═════ TEXTO PROPORCIONADO
A las ocho ingresaron los reclutadores. Se colocaran en sus mesas. Empezó el baile. Frente a la zona destinada a cada colegio se fueron formando filas –unas largas y otras cortas, dependiendo de quién sabe qué acto de selección y discriminación que los postulantes entendían de perlas y que para mí sigue siendo tan misterioso y fascinante como la fe, el amor y un helado servido justo en la mitad del invierno–. Ante las mesas donde los reclutadores coordinaban febrilmente sus citas, desfilaban uno por uno los aspirantes. Los directivos de las instituciones tenían un minuto o dos, para verificar si te conocían (si ya les habías escrito previamente) o para darle una mirada, a vuelo de pájaro, al currículum que les entregabas. Leían, te veían, te escrutaban unos instantes con la experiencia de los que llevan años "leyendo" a las personas en pocos segundos, conversaban dos o tres palabras entre ellos y te daban una cita o te decían "lo siento, no es lo que estamos buscando" o acudían al "en este momento no tengo espacio libre para dar citas, pero déjeme su hoja de vida y si se presenta la ocasión nos comunicamos con usted", una frase vacía, pero llena de esperanza (claro, hay variaciones, en la mesa de Rusia, por ejemplo, una amabilísima mujer me dijo "tienes la experiencia que necesitamos y me encantaría contratarte, pero en la República Rusa, por cuestiones de visa, solo contratamos norteamericanos e ingleses", ni modo).

Así pasaron dos horas. A las diez vaciaron el salón, cambiaron los papeles, pusieron otros de otros colegios con nuevas vacantes y, nuevamente, empezó la segunda ronda de la cacería de una cita que pudiera ser la promesa de un trabajo en algún rincón del mundo. Con tantos colegios participantes y más de medio millar de candidatos, no había lugar en el hotel donde pudiéramos estar todos juntos, por eso la división.

Haciendo uso del plano que la amabilidad de Jessica me había dibujado, me dirigí a las mesas que buscaban profesores de castellano y elegí, primero, las filas más cortas (ya Sally lo había advertido "no desprecien un colegio porque no sepan dónde queda o les suene un lugar muy lejano o les cause temor no saber nada de esa región, todas las instituciones que participan en esta feria han sido verificadas por la Asociación y son extraordinarios lugares para trabajar") y, una vez que había asegurado algunas entrevistas, hice las colas más largas (generalmente en colegios muy grandes con mucha oferta de trabajo). El trámite fue sencillo y expeditivo; esas primeras horas pasaron feroces.
══════════
═════ INFORMACIÓN PROPORCIONADA
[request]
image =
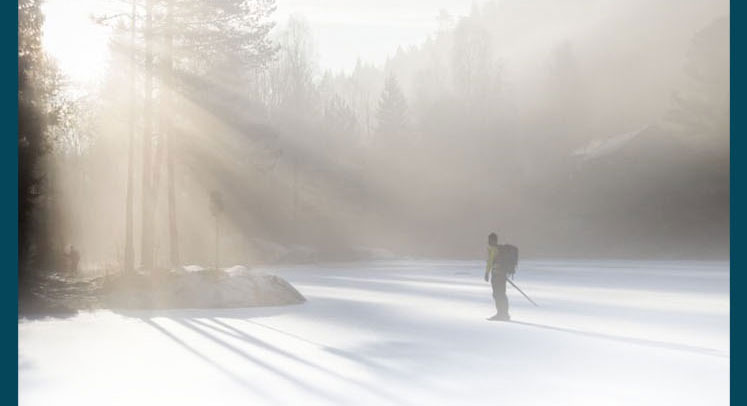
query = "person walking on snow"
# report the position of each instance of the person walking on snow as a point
(497, 270)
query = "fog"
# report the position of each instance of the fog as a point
(572, 129)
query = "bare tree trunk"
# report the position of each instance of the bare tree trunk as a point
(147, 200)
(168, 131)
(129, 254)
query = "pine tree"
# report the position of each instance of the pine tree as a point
(392, 110)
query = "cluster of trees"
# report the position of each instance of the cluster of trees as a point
(448, 140)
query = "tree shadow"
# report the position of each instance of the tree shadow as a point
(206, 330)
(234, 377)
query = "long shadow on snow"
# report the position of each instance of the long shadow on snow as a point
(236, 378)
(256, 361)
(239, 334)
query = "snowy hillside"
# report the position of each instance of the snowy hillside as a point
(407, 332)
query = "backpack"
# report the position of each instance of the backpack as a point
(507, 258)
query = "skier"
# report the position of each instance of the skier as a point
(497, 269)
(73, 258)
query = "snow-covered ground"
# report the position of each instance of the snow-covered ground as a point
(407, 332)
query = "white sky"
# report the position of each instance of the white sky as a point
(344, 30)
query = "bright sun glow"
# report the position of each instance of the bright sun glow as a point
(74, 40)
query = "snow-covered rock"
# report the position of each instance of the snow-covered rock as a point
(196, 287)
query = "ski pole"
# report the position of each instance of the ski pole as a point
(521, 291)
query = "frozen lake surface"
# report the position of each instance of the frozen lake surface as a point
(410, 333)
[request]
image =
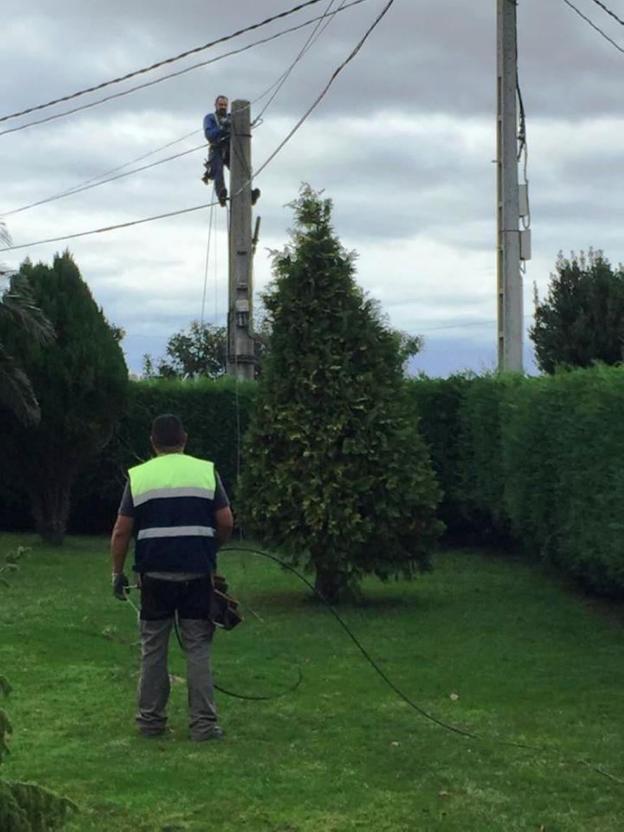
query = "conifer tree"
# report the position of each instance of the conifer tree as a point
(581, 320)
(80, 381)
(336, 474)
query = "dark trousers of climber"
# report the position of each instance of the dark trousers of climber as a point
(160, 600)
(218, 156)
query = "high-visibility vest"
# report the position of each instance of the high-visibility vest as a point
(174, 523)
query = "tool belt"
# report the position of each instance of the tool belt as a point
(224, 608)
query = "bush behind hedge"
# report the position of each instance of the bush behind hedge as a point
(212, 420)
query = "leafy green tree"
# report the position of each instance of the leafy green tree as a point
(198, 351)
(80, 381)
(336, 474)
(581, 320)
(17, 309)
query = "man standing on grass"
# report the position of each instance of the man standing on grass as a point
(177, 509)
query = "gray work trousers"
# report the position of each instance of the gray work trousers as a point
(154, 685)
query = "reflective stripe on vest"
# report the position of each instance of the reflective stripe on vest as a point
(176, 531)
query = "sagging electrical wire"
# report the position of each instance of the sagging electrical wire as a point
(87, 187)
(608, 11)
(164, 62)
(207, 265)
(306, 46)
(593, 25)
(263, 166)
(175, 74)
(325, 90)
(108, 175)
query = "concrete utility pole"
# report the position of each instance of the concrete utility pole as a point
(510, 300)
(241, 353)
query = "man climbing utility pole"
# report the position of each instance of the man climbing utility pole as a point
(510, 300)
(241, 344)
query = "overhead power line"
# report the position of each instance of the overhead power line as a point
(317, 32)
(264, 165)
(608, 11)
(164, 62)
(88, 186)
(593, 25)
(170, 75)
(325, 90)
(108, 175)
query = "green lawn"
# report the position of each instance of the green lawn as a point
(528, 660)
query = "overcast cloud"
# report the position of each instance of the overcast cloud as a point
(403, 143)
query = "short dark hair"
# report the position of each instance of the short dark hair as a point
(168, 431)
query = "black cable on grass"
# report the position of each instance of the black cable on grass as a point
(452, 728)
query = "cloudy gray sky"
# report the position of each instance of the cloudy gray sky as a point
(403, 143)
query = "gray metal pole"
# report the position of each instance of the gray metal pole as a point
(510, 300)
(241, 353)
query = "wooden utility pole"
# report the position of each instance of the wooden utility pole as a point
(510, 299)
(241, 353)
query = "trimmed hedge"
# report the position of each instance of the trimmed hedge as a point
(538, 459)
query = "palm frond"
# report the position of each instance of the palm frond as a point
(18, 306)
(16, 393)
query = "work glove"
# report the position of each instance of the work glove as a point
(120, 585)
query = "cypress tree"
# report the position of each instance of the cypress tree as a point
(336, 474)
(80, 381)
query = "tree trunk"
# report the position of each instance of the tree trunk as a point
(50, 507)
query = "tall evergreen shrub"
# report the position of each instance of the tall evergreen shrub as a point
(336, 473)
(80, 381)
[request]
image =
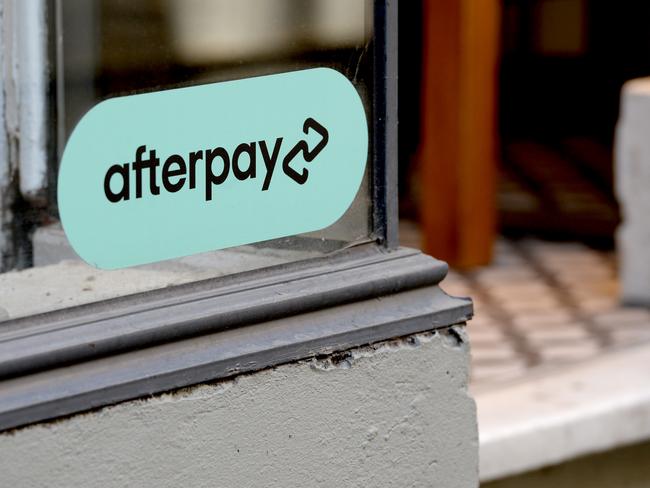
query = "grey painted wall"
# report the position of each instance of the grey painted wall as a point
(393, 415)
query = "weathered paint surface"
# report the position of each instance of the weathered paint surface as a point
(395, 414)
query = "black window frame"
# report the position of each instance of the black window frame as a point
(76, 359)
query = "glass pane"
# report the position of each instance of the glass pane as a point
(113, 48)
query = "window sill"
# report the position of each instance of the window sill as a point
(73, 360)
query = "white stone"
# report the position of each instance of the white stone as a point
(632, 188)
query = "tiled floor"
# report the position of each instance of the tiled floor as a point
(541, 305)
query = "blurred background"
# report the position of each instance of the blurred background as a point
(524, 164)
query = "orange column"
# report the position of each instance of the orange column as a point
(458, 158)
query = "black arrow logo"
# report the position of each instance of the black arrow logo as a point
(302, 147)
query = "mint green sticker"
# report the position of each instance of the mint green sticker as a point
(162, 175)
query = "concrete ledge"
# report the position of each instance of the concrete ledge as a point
(557, 416)
(389, 415)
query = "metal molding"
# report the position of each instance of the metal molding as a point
(67, 390)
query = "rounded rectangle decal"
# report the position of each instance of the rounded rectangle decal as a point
(150, 177)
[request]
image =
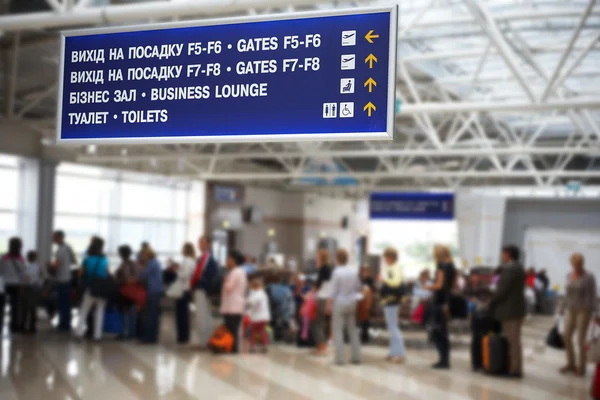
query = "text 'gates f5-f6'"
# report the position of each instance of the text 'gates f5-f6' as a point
(310, 77)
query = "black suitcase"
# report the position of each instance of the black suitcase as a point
(495, 354)
(482, 323)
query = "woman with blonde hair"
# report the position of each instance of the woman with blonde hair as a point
(319, 325)
(180, 291)
(580, 305)
(151, 277)
(442, 288)
(392, 277)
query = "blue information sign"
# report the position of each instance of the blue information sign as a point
(308, 76)
(401, 205)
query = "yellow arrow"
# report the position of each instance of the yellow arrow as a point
(369, 108)
(370, 82)
(370, 60)
(370, 36)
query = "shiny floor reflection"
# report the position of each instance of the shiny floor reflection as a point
(52, 367)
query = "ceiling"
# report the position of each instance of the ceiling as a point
(495, 92)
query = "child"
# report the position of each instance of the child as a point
(308, 312)
(259, 313)
(30, 290)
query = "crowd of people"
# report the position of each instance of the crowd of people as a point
(329, 308)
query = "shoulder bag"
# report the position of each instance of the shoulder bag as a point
(593, 346)
(103, 287)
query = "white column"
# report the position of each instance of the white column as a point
(37, 180)
(28, 202)
(45, 208)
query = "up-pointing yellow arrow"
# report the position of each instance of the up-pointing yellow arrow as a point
(370, 36)
(370, 82)
(370, 107)
(370, 58)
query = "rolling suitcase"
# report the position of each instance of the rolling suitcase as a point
(482, 323)
(495, 354)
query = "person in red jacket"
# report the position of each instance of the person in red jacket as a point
(530, 282)
(595, 389)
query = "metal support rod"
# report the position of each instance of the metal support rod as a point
(567, 51)
(488, 24)
(12, 62)
(399, 174)
(366, 153)
(514, 106)
(580, 57)
(37, 100)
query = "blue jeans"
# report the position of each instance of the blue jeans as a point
(129, 322)
(64, 306)
(151, 319)
(182, 318)
(397, 348)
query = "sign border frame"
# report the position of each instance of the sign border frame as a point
(302, 137)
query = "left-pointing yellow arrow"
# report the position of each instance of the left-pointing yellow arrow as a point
(370, 82)
(370, 58)
(369, 108)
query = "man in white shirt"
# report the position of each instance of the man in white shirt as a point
(29, 295)
(64, 258)
(345, 291)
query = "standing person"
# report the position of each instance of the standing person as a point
(345, 291)
(508, 306)
(365, 305)
(64, 258)
(319, 325)
(143, 247)
(127, 274)
(442, 288)
(259, 313)
(580, 304)
(180, 290)
(12, 269)
(202, 283)
(151, 277)
(30, 293)
(250, 265)
(95, 265)
(391, 277)
(232, 296)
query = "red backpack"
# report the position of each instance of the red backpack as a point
(221, 341)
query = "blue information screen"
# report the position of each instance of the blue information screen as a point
(308, 78)
(402, 205)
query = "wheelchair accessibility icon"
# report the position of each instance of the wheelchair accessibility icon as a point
(346, 110)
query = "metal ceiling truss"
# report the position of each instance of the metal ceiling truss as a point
(483, 98)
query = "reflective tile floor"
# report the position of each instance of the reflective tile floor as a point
(49, 367)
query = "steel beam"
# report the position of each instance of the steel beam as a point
(367, 153)
(245, 177)
(567, 50)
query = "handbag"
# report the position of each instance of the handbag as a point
(103, 287)
(554, 339)
(134, 292)
(593, 347)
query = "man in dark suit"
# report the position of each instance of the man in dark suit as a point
(508, 306)
(203, 281)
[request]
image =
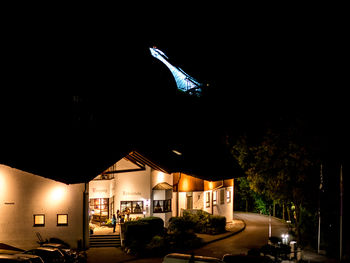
══════════
__QUÉ HACER__:
A - Indica si cada afirmación concuerda con el texto sobre la feria de reclutamiento, respondiendo sí o no junto con la cita literal de las palabras que lo deciden: (i) Los reclutadores ingresaron a las ocho. (ii) La segunda ronda comenzó a las nueve. (iii) Quien narra eligió primero las filas más largas.
B - Prolonga el texto sobre la feria de reclutamiento a partir de su última oración.

__RESPUESTAS ESCRITAS__:
A -
(i) Sí: "A las ocho ingresaron los reclutadores."
(ii) No: "A las diez vaciaron el salón, cambiaron los papeles, pusieron otros de otros colegios con nuevas vacantes y, nuevamente, empezó la segunda ronda"
(iii) No: "elegí, primero, las filas más cortas"

B -
A las doce del día se dio por concluida esa etapa. Los reclutadores se levantaron y se marcharon a sus habitaciones, convertidas en improvisadas oficinas, donde entablarían decenas de conversaciones con decenas de desconocidos a los que, con las preguntas precisas, con la experiencia acumulada, con el ojo acostumbrado a "leer" a las personas más allá de sus papeles y recomendaciones, con todo lo aprendido en años de trabajo como administradores, tendrían que discriminar en un "este sí me interesa, éste no" a todos los profesores que con nuestros mejores trajes y nuestras mejores sonrisas nos presentábamos como "la opción", como la mejor elección en ese mar de centenas de maestros buscando trabajo.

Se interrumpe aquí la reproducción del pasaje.